— START OF Exercise inputs —

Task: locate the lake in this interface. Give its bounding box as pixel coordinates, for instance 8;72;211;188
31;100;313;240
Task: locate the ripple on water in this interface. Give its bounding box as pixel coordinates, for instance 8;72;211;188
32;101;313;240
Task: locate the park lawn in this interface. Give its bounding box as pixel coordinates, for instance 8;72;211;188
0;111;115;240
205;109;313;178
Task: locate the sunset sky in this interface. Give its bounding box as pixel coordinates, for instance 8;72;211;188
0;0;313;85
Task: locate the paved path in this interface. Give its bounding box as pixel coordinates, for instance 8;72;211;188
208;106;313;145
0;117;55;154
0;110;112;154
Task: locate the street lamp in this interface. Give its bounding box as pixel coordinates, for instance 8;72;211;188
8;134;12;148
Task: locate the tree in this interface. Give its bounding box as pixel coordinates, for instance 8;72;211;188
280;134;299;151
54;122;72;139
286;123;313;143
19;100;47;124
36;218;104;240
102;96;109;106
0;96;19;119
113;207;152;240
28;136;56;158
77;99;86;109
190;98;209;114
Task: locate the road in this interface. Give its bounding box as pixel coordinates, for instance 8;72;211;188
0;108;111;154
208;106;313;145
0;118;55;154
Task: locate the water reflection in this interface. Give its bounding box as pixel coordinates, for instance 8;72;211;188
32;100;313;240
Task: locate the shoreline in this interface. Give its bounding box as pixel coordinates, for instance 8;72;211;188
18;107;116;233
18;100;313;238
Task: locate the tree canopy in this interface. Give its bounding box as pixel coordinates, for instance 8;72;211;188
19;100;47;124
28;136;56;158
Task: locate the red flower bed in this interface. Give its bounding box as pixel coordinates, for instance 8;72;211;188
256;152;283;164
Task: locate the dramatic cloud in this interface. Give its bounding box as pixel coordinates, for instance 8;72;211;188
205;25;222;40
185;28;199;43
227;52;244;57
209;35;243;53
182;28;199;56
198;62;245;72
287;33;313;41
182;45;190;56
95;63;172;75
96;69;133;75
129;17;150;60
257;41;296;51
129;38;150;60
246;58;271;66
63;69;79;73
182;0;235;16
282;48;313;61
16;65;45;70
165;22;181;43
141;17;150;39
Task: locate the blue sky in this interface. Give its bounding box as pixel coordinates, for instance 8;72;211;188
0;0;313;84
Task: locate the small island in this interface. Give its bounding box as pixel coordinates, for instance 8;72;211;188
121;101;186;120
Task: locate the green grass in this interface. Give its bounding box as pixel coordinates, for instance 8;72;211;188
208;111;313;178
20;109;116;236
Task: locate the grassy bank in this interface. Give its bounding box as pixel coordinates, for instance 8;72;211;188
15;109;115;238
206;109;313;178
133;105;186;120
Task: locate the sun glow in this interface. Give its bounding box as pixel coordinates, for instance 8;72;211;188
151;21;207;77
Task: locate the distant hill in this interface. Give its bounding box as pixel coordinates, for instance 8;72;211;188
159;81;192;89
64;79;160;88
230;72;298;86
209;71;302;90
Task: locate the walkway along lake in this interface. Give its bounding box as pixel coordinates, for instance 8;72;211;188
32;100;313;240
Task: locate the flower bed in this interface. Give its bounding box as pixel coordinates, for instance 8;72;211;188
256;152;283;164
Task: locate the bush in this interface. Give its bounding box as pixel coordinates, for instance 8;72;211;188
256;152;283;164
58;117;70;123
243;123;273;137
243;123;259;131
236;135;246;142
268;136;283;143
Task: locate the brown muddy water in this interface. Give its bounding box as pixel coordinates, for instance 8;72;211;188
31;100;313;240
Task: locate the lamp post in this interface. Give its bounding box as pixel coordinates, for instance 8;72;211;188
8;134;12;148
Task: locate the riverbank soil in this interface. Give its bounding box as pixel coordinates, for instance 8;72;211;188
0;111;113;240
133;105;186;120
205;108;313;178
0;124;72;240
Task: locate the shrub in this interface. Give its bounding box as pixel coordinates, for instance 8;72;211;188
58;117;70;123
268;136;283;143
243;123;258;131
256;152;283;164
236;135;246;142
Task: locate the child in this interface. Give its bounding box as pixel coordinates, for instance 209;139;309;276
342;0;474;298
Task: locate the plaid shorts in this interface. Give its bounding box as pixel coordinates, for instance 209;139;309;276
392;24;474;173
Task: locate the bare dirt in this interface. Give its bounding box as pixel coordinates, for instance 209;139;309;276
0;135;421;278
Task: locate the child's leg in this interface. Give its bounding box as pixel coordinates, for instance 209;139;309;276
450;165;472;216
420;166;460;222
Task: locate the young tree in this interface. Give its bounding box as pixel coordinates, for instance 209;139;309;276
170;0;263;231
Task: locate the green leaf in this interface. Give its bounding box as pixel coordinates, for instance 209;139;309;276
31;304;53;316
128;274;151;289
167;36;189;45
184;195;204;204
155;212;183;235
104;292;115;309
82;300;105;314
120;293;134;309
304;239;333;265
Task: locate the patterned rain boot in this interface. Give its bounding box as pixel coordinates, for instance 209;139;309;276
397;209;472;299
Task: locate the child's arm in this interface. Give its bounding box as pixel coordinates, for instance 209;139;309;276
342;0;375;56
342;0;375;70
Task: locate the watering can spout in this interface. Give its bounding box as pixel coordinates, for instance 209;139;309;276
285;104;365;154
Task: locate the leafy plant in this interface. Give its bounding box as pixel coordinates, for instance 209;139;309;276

— END OF Exercise inputs —

■ **Prompt**: Reproduce every one of the lines above word for word, without changing anything.

■ **Written answer**:
Task: locate the lake in this interface. Give its bounding box as pixel coordinates, for instance 8;72;211;188
31;100;313;240
Task: locate the ripple on water in this interface. Give its bounding box as pixel coordinates, for instance 8;72;211;188
32;101;313;240
Task: locate the park lawn in this interface. Give its bounding box as pixel coordinates, for instance 8;72;211;188
0;111;115;240
205;109;313;178
Task: locate the sunset sky in this interface. Give its bounding box as pixel coordinates, for instance 8;72;211;188
0;0;313;85
Task: locate the paved path in this interface. Give its bounding box as pixel coordinates, for instance 8;72;211;188
208;106;313;145
0;117;55;154
0;110;112;154
Task: locate the street lamp in this interface. Give its bounding box as pixel coordinates, for instance 8;72;211;188
8;134;12;148
Task: locate the tree in this interface. Give its bounding box as pixel coordinates, for instance 8;72;211;188
280;134;299;151
54;122;72;139
286;123;313;143
19;100;47;124
36;218;104;240
102;96;109;106
0;96;19;119
113;207;152;240
28;136;56;158
77;99;86;109
190;98;209;114
Task: locate the road in this interface. Give its bounding box as pixel coordinates, for instance 8;72;211;188
0;108;111;154
208;106;313;145
0;118;55;154
Task: locate the water reflection in this interface. Give its bounding box as pixel coordinates, for instance 8;72;211;188
32;100;313;240
Task: locate the shoreline in this interface. Give its bounding box as pixel coordinates, for instance 8;72;211;188
18;107;116;233
18;100;313;238
Task: locate the tree canopy in this interface. Give its bounding box as pixel coordinates, for instance 8;72;211;188
19;100;47;124
28;136;56;158
Task: locate the red flower bed in this interface. Give its bounding box as pixel coordinates, for instance 8;72;211;188
256;152;283;164
Task: locate the dramatic cloud in this interface. Give its bounding box as pixel coordinates, for instance 8;72;211;188
205;25;222;40
185;28;199;43
227;52;244;57
209;35;243;53
182;28;199;56
198;62;245;72
287;33;313;41
182;45;190;56
95;63;172;75
96;69;133;75
129;17;150;60
257;41;296;51
129;38;150;60
246;58;271;66
63;69;79;73
182;0;235;16
282;48;313;61
16;65;45;70
165;22;181;43
141;17;150;39
Task: locate the blue sky in this interface. Give its bounding box as pixel coordinates, for instance 8;72;211;188
0;0;313;84
Task: locate the small island in this interface. Give its bounding box as pixel coordinates, for instance 8;72;211;188
121;101;186;120
Task: locate the green grass in this interface. Give its bounding box as pixel coordinates, for instance 8;72;211;188
208;111;313;178
20;109;116;236
Task: locate the grassy bank in this interface. Give its bounding box as pixel coordinates, for instance 8;72;211;188
15;109;115;238
206;109;313;178
133;105;186;120
Task: locate the sun glow in this interface. Give its bounding box as pixel coordinates, for instance 8;72;211;188
151;21;207;77
Task: locate the distant hill in this interface. Give its bounding box as pixel coordinates, for instance 8;72;211;188
159;81;192;89
64;79;160;88
230;72;298;86
209;71;302;90
Task: locate the walkway along lake in this interface. Give its bounding box as pixel coordinates, for instance 8;72;211;188
32;100;313;240
Task: locate the flower bed in this interface. Give its bounding box as pixel coordinates, for instance 8;72;211;188
256;152;283;164
Task: locate the bush in this interface. Give its bounding box as pixel coordinates, for instance 8;72;211;188
256;152;283;164
58;117;70;123
243;123;273;137
243;123;259;131
236;135;246;142
268;136;283;143
Task: locate the brown muddy water in this interface. Give its bounding box as pixel coordinates, for instance 8;72;211;188
31;100;313;240
Task: locate the lamp post in this interface. Give its bounding box as pixel coordinates, for instance 8;72;211;188
8;134;12;148
Task: locate the riverbank soil in this interface. Give its bounding box as pixel coordinates, for instance 8;72;211;188
0;111;113;240
133;105;186;120
205;108;313;178
0;124;72;240
Task: locate the shrub in this interface. Give its bounding box as pixel coordinates, for instance 8;72;211;188
58;117;70;123
268;136;283;143
243;123;258;131
256;152;283;164
236;135;246;142
Task: locate the child in this interface. Give its bounding box as pixel coordinates, for instance 209;139;309;276
342;0;474;298
Task: locate the plaid shorts in this interface. Give its bounding box as pixel coordinates, for instance 209;139;309;276
392;24;474;173
Task: locate the bare dirt in this interface. Give its bounding box as pixel coordinates, for instance 209;139;309;276
0;135;421;278
Task: locate the child's leg in this interface. Give its bounding box as pixel coordinates, for instance 209;139;309;276
450;165;472;216
420;166;460;222
Task: locate the young tree in this interface. Give its bounding box as pixel coordinates, for instance 209;139;309;276
170;0;263;231
Task: locate the green leaf in this interface. Give its bounding box as pixel coordinates, for instance 209;139;309;276
31;304;53;316
128;274;151;289
167;36;189;45
184;195;204;204
155;212;183;235
104;292;115;309
82;300;105;314
120;293;134;309
304;239;333;265
Task: locate the patterned rain boot in this interface. Give its bounding box as pixel coordinates, for instance 209;139;309;276
397;209;472;299
Task: locate the child's arm in this interface. Give its bounding box as pixel coordinates, for instance 209;139;309;276
342;0;375;56
342;0;375;70
Task: locate the watering can spout in this interface. Give its bounding box as pixel coordinates, for instance 209;139;309;276
285;104;365;154
Task: locate the leafy plant in this interface. Give its bounding box as pixel coordinates, for instance 209;139;309;276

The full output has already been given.